Excerpted text:
━━━━

Project Manager Karen Orr explains the benefits of the RIG Arts project being resident-led, which is a central aspect of the Active Communities funding model.
“We live in an area experiencing a high level of disadvantage. There is a lot of economic insecurity and some parts of the community we work with have a bad reputation for crime and anti-social behaviour. All of our creative decisions and activities are led by the participants which has helped us to break down barriers and negative reputations between communities.
Being resident-led also helps us be able to respond to the most immediate need of the community and utilise resources we already have. Our main work revolves around mental health, climate literacy and adaptation; we know with climate change it will be the marginalised communities that will be the most affected.
Our creative workshops are decided on by the participants and have been based around waste reduction which includes sewing, repair, reuse, upcycling, and sustainable crafts.
The project has also made nice physical differences in the community. We built a community garden which was described as a ‘godsend’ during Covid-19 because it was the only space where people in the high rise flats could come and sit down outside.
Participants and the community have become more resilient through supported engagement and regular social interaction. Our local area has a rich heritage and a lot to offer and it’s really important that we showcase that. We use visual arts and music as a powerful tool to bring people together.
This focus on local community, heritage and being participant led has allowed us to achieve so much. From holding an annual event to showcase our work, to securing the use of a community art flat. There’s still lots to do to break down more barriers but we are constantly growing and learning and responding to need.”

━━━━

Entries supplied:
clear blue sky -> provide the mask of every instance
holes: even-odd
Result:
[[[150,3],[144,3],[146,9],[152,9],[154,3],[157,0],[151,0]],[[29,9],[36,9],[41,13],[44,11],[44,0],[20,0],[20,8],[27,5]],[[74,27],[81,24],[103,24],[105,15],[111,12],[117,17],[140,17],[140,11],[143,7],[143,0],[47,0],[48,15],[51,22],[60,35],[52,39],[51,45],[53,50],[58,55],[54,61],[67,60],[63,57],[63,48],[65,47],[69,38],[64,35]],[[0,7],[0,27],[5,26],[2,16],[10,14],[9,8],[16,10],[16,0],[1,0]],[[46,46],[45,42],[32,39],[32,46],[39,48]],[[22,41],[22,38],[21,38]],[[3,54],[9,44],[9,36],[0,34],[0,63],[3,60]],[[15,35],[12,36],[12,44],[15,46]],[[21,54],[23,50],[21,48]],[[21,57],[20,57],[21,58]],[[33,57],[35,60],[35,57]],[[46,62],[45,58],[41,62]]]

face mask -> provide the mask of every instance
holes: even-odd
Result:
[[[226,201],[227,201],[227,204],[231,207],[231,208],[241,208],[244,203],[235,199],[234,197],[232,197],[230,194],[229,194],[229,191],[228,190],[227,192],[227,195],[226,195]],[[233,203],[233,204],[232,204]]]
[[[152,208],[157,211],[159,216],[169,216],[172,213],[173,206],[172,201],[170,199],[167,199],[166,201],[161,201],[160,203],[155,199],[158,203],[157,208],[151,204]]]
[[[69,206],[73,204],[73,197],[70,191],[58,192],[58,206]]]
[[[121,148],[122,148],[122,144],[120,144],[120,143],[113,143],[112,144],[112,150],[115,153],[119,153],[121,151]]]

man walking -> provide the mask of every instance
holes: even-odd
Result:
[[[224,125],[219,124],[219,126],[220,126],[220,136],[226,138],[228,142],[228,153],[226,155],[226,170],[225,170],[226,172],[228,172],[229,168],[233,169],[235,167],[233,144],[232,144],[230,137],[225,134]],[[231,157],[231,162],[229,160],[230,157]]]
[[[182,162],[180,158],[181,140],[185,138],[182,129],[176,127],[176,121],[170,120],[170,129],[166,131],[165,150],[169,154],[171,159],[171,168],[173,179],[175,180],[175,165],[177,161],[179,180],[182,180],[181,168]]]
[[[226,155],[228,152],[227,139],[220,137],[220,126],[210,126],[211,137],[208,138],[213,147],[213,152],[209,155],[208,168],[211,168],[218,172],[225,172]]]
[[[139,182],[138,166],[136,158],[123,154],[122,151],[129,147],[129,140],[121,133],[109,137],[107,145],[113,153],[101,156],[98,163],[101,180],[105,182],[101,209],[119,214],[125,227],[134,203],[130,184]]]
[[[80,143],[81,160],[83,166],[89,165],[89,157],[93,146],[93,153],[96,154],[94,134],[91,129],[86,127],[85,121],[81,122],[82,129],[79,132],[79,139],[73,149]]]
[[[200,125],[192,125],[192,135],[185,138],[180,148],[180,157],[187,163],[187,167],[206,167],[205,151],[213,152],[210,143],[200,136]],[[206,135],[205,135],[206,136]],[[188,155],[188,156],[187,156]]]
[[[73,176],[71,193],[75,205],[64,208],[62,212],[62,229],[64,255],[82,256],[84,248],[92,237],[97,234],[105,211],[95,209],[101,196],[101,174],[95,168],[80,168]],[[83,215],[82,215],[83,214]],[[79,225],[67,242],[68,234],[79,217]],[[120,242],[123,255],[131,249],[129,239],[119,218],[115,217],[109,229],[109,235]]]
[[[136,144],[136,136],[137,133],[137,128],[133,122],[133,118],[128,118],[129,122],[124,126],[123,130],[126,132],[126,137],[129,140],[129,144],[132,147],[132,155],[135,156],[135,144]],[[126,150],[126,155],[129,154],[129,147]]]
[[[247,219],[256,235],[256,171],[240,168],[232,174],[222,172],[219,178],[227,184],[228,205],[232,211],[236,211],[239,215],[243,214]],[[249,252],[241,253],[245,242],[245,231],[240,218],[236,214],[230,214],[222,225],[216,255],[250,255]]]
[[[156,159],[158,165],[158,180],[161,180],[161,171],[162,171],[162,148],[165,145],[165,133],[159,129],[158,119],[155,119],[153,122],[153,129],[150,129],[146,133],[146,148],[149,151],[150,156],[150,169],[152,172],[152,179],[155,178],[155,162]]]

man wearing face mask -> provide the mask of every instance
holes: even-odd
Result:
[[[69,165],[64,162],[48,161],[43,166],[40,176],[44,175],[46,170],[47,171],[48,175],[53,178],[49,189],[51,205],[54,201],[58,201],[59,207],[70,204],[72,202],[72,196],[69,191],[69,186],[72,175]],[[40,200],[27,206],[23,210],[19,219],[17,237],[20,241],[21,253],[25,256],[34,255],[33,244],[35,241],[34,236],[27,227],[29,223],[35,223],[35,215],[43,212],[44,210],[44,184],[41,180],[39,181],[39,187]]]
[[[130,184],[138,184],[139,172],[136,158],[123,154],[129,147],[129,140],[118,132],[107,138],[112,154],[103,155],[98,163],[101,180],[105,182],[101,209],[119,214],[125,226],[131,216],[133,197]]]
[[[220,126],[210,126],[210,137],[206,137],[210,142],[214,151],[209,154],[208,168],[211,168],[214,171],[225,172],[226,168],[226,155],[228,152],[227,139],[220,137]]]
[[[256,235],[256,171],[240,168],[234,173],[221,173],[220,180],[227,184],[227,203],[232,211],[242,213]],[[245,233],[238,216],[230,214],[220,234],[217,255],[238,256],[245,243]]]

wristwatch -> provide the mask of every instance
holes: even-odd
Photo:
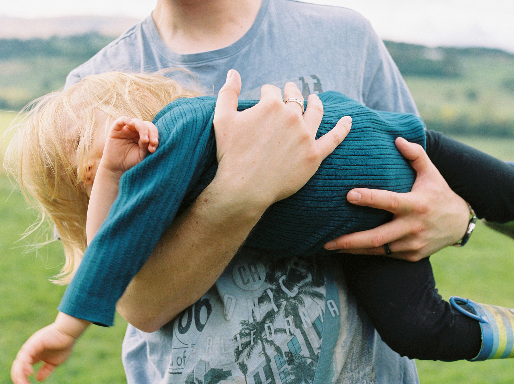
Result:
[[[466,203],[468,204],[468,208],[469,208],[469,216],[470,216],[469,223],[468,224],[468,230],[466,231],[466,233],[464,234],[464,237],[454,244],[453,247],[464,247],[466,243],[468,242],[468,240],[469,240],[473,230],[476,226],[476,215],[475,214],[475,211],[471,208],[471,206],[469,205],[469,203],[466,202]]]

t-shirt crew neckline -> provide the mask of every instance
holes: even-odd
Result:
[[[161,39],[151,14],[143,22],[142,27],[149,40],[151,41],[156,51],[167,61],[189,65],[202,64],[216,60],[222,60],[236,55],[250,44],[257,36],[264,24],[264,20],[268,16],[270,1],[270,0],[262,0],[261,8],[257,13],[255,21],[243,37],[228,46],[214,50],[184,54],[172,51],[166,46]]]

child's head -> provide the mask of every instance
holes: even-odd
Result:
[[[83,182],[95,138],[120,116],[151,121],[174,100],[199,95],[158,75],[109,72],[46,95],[20,113],[4,166],[41,212],[40,223],[56,225],[66,258],[56,282],[70,281],[87,245]]]

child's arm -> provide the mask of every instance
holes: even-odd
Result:
[[[87,207],[86,232],[89,244],[105,220],[118,196],[120,178],[138,164],[159,142],[157,129],[150,121],[121,116],[111,126],[105,139]]]
[[[66,361],[75,341],[91,323],[59,312],[56,321],[32,335],[22,346],[11,368],[14,384],[30,384],[32,365],[44,362],[36,374],[36,380],[46,378],[59,365]]]

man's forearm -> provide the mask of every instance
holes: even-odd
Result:
[[[136,328],[154,331],[196,301],[259,221],[267,205],[249,209],[227,187],[215,179],[206,188],[163,234],[127,287],[117,309]]]

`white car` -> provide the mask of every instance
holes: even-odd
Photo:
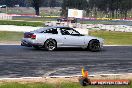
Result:
[[[53,51],[61,47],[80,47],[90,51],[100,51],[104,40],[93,36],[82,35],[70,27],[46,27],[24,33],[22,46],[45,48]]]

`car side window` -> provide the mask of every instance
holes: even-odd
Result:
[[[61,29],[61,34],[62,35],[70,35],[70,33],[65,28]]]
[[[55,28],[51,28],[51,29],[45,30],[43,33],[58,34],[58,31]]]

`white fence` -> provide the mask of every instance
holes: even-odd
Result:
[[[0,20],[12,20],[12,16],[5,13],[0,13]]]

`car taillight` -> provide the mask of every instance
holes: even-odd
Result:
[[[25,32],[24,33],[24,38],[31,38],[31,35],[33,35],[33,33]]]
[[[36,39],[36,35],[32,34],[31,39]]]

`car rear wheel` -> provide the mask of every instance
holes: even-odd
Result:
[[[48,51],[53,51],[57,48],[57,43],[53,39],[49,39],[45,42],[44,47]]]
[[[39,47],[39,46],[37,46],[37,45],[34,45],[33,48],[35,48],[35,49],[37,49],[37,50],[41,49],[41,47]]]
[[[88,44],[88,49],[92,52],[97,52],[101,50],[99,40],[91,40]]]

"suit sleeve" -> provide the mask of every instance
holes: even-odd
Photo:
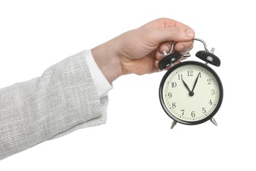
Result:
[[[108,97],[99,99],[85,51],[40,77],[0,89],[0,160],[77,129],[105,124]]]

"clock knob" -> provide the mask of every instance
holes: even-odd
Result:
[[[196,53],[196,57],[216,66],[220,66],[220,60],[216,55],[208,51],[200,51]]]
[[[161,70],[166,67],[169,66],[170,64],[173,64],[181,58],[183,56],[181,53],[175,52],[171,54],[167,54],[166,52],[163,52],[165,55],[165,57],[160,61],[158,68]]]

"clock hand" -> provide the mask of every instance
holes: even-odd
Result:
[[[186,88],[187,89],[187,90],[189,90],[189,95],[191,95],[190,94],[191,94],[191,93],[192,91],[189,89],[189,87],[188,85],[187,85],[187,84],[185,83],[185,82],[183,80],[183,78],[181,78],[181,80],[182,80],[182,82],[183,82],[184,86],[185,86],[185,87],[186,87]],[[191,95],[191,96],[192,96],[192,95]]]
[[[198,73],[198,75],[197,77],[196,77],[196,81],[194,82],[194,84],[193,89],[192,89],[192,92],[193,94],[194,94],[194,87],[196,87],[197,81],[198,80],[199,75],[200,75],[200,72]]]

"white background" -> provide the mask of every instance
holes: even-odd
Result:
[[[253,1],[0,1],[0,87],[160,17],[214,47],[224,101],[210,122],[177,124],[161,109],[164,72],[118,78],[105,125],[47,141],[0,161],[0,170],[255,170]],[[203,50],[194,43],[191,54]],[[195,59],[192,57],[191,59]],[[0,137],[1,138],[1,137]]]

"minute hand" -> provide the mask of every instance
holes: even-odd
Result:
[[[193,93],[194,93],[194,87],[196,87],[197,81],[198,80],[199,75],[200,75],[200,72],[198,73],[198,75],[196,77],[196,81],[194,82],[194,84],[193,88],[192,89],[192,91],[191,91]]]

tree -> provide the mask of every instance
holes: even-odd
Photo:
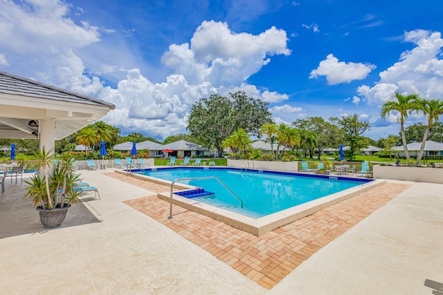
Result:
[[[321,117],[298,119],[292,122],[291,125],[299,129],[309,130],[316,135],[318,160],[320,160],[320,156],[325,148],[338,146],[341,141],[341,135],[338,128],[334,124],[325,121]]]
[[[264,135],[264,142],[267,142],[271,146],[271,154],[275,158],[273,144],[275,142],[278,126],[275,123],[266,123],[263,124],[260,129],[259,135]]]
[[[242,128],[239,128],[223,142],[223,147],[229,147],[234,153],[240,152],[240,155],[252,149],[252,140],[249,135]]]
[[[312,158],[312,151],[318,144],[316,134],[307,129],[300,129],[298,132],[300,133],[300,147],[303,151],[303,158],[306,158],[307,152],[309,151],[309,156]]]
[[[370,124],[367,122],[359,120],[357,114],[343,115],[341,118],[334,117],[330,120],[336,122],[343,133],[345,144],[350,147],[346,151],[347,158],[354,160],[355,154],[368,145],[365,137],[361,135],[370,129]]]
[[[75,140],[79,144],[83,144],[87,146],[86,156],[88,157],[88,149],[91,144],[97,142],[98,140],[98,135],[93,128],[91,126],[87,126],[86,127],[79,130],[77,132],[75,136]]]
[[[267,102],[248,97],[244,91],[230,93],[229,98],[233,102],[233,119],[236,128],[258,136],[260,126],[271,122]]]
[[[258,135],[260,127],[271,122],[268,104],[246,96],[243,92],[229,93],[229,97],[212,95],[191,107],[188,129],[191,135],[207,147],[223,151],[223,141],[239,127]]]
[[[287,146],[293,149],[296,146],[300,146],[300,137],[298,132],[293,128],[282,123],[278,125],[277,131],[277,151],[275,154],[277,160],[280,159],[283,150],[280,151],[280,146]]]
[[[417,156],[415,162],[417,165],[420,163],[422,157],[423,157],[424,144],[428,139],[428,133],[431,127],[432,127],[433,123],[438,121],[440,115],[443,114],[443,102],[440,99],[420,99],[419,103],[421,104],[420,111],[423,112],[423,114],[426,117],[428,124],[424,131],[424,135],[423,135],[420,151]]]
[[[421,105],[418,102],[419,97],[417,94],[411,94],[409,95],[403,95],[399,92],[395,92],[392,95],[392,98],[397,100],[388,100],[381,106],[381,117],[386,118],[390,113],[397,111],[400,115],[398,121],[400,122],[400,132],[401,133],[401,140],[403,141],[403,146],[404,148],[404,153],[408,161],[410,161],[410,156],[408,151],[408,142],[404,132],[404,121],[408,116],[414,111],[418,111]]]
[[[387,138],[381,138],[377,140],[376,146],[383,149],[383,153],[389,155],[389,158],[392,159],[393,146],[399,145],[401,142],[401,138],[398,136],[390,135]]]

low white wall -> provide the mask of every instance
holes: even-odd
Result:
[[[149,164],[150,166],[154,166],[154,159],[153,158],[150,158],[149,159],[143,159],[145,164]],[[114,160],[94,160],[94,162],[98,166],[98,168],[101,168],[101,165],[106,164],[106,168],[111,168],[114,167]],[[135,161],[137,163],[137,160]],[[126,161],[125,159],[122,159],[122,163],[125,164]],[[75,161],[75,166],[79,169],[87,169],[88,165],[87,164],[86,160],[80,160]],[[105,167],[104,167],[105,168]]]
[[[278,161],[253,161],[251,160],[230,160],[228,159],[228,166],[235,168],[246,168],[251,169],[273,170],[277,171],[298,171],[298,162],[278,162]]]
[[[374,166],[374,179],[416,181],[443,184],[443,169]]]

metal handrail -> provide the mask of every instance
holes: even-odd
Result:
[[[244,166],[246,165],[246,164],[248,164],[248,167],[247,168],[244,167]],[[248,171],[247,169],[249,169],[249,161],[246,161],[244,163],[242,164],[242,166],[240,166],[240,172],[243,171],[243,168],[244,168],[245,171]]]
[[[171,183],[171,193],[170,193],[170,207],[169,207],[169,216],[168,216],[168,219],[172,219],[172,189],[174,189],[174,184],[175,182],[177,182],[177,181],[181,181],[181,180],[202,180],[202,179],[216,179],[219,182],[220,182],[220,184],[222,185],[223,185],[230,193],[232,193],[233,195],[234,195],[234,196],[235,198],[237,198],[237,199],[240,201],[240,202],[242,203],[242,208],[243,208],[243,200],[242,199],[240,199],[239,198],[238,196],[237,196],[235,194],[235,193],[234,193],[230,188],[228,188],[226,184],[225,184],[224,183],[223,183],[222,182],[222,180],[220,180],[216,176],[206,176],[206,177],[199,177],[199,178],[179,178],[179,179],[176,179],[175,180],[174,180],[172,182],[172,183]]]
[[[139,169],[143,172],[145,171],[145,169],[143,169],[142,167],[141,167],[140,166],[137,165],[135,163],[127,164],[126,164],[126,175],[129,175],[129,173],[132,173],[132,166],[134,166],[136,168]]]

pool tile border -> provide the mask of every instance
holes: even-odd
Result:
[[[152,186],[156,187],[154,191],[163,190],[158,184],[116,173],[107,175],[148,190],[154,189]],[[260,237],[181,207],[175,207],[174,218],[168,220],[168,204],[154,195],[125,203],[270,289],[315,252],[409,187],[385,183]]]

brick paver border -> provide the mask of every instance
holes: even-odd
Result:
[[[118,173],[105,174],[151,191],[170,189],[167,186]],[[174,207],[174,218],[168,220],[169,203],[156,195],[125,203],[166,225],[261,286],[271,289],[311,255],[409,187],[386,183],[260,236],[178,206]]]

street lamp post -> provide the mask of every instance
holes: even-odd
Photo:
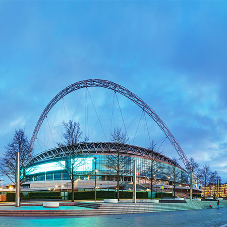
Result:
[[[2,195],[3,195],[3,178],[1,178],[1,183],[2,183]]]
[[[95,159],[95,202],[96,202],[96,172],[97,172],[97,169],[96,169],[96,157],[94,157]]]
[[[20,152],[16,154],[16,198],[15,206],[20,207]]]

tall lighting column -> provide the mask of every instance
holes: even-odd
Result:
[[[20,207],[20,152],[16,154],[16,201],[15,206]]]
[[[96,157],[94,157],[95,159],[95,202],[96,202],[96,172],[97,172],[97,169],[96,169]]]
[[[136,160],[133,163],[133,203],[136,203]]]

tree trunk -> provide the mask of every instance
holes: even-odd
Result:
[[[206,179],[206,175],[205,175],[205,187],[204,187],[204,199],[206,199],[206,186],[207,186],[207,179]]]
[[[151,199],[152,199],[152,192],[153,192],[153,161],[151,161]]]
[[[118,152],[117,152],[117,199],[119,201],[120,196],[119,196],[119,181],[120,181],[120,149],[118,148]]]
[[[72,183],[72,202],[74,202],[74,172],[73,172],[73,165],[72,165],[71,183]]]

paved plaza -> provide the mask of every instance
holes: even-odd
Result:
[[[171,211],[92,217],[0,217],[0,226],[13,227],[107,227],[107,226],[222,226],[227,227],[227,208]]]

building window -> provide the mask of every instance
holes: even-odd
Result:
[[[61,173],[55,173],[54,174],[54,180],[62,180],[62,174]]]
[[[70,177],[67,173],[63,173],[63,180],[70,180]]]
[[[53,180],[53,173],[48,173],[46,176],[46,180],[47,181]]]

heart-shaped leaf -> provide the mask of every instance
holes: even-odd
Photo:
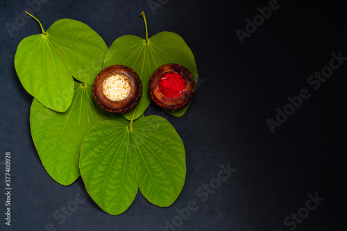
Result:
[[[44,106],[65,112],[74,94],[71,75],[92,85],[102,69],[108,47],[94,31],[78,21],[58,20],[46,32],[38,22],[42,34],[19,43],[15,67],[30,94]]]
[[[144,13],[142,12],[146,25],[146,39],[134,35],[124,35],[117,39],[110,47],[103,67],[121,65],[133,69],[142,82],[142,96],[135,106],[135,118],[144,112],[151,103],[149,83],[151,76],[159,67],[167,63],[178,63],[187,67],[197,81],[196,65],[192,51],[183,39],[171,32],[160,32],[148,38],[147,26]],[[182,116],[189,105],[175,110],[167,110],[174,116]],[[130,120],[133,110],[123,115]]]
[[[137,188],[153,204],[167,207],[185,178],[185,151],[174,127],[149,116],[126,126],[95,124],[82,145],[80,170],[89,194],[108,214],[125,212]]]
[[[72,103],[65,112],[50,110],[36,99],[31,105],[30,126],[37,153],[47,173],[58,183],[69,185],[80,176],[78,162],[85,135],[95,123],[115,119],[95,103],[92,86],[75,82]]]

━━━━

Your assignment:
In the text about the RIG Arts project, why was the community garden called a "godsend" during Covid-19?

Solution to the problem:
It was the only space where people in the high rise flats could come and sit down outside.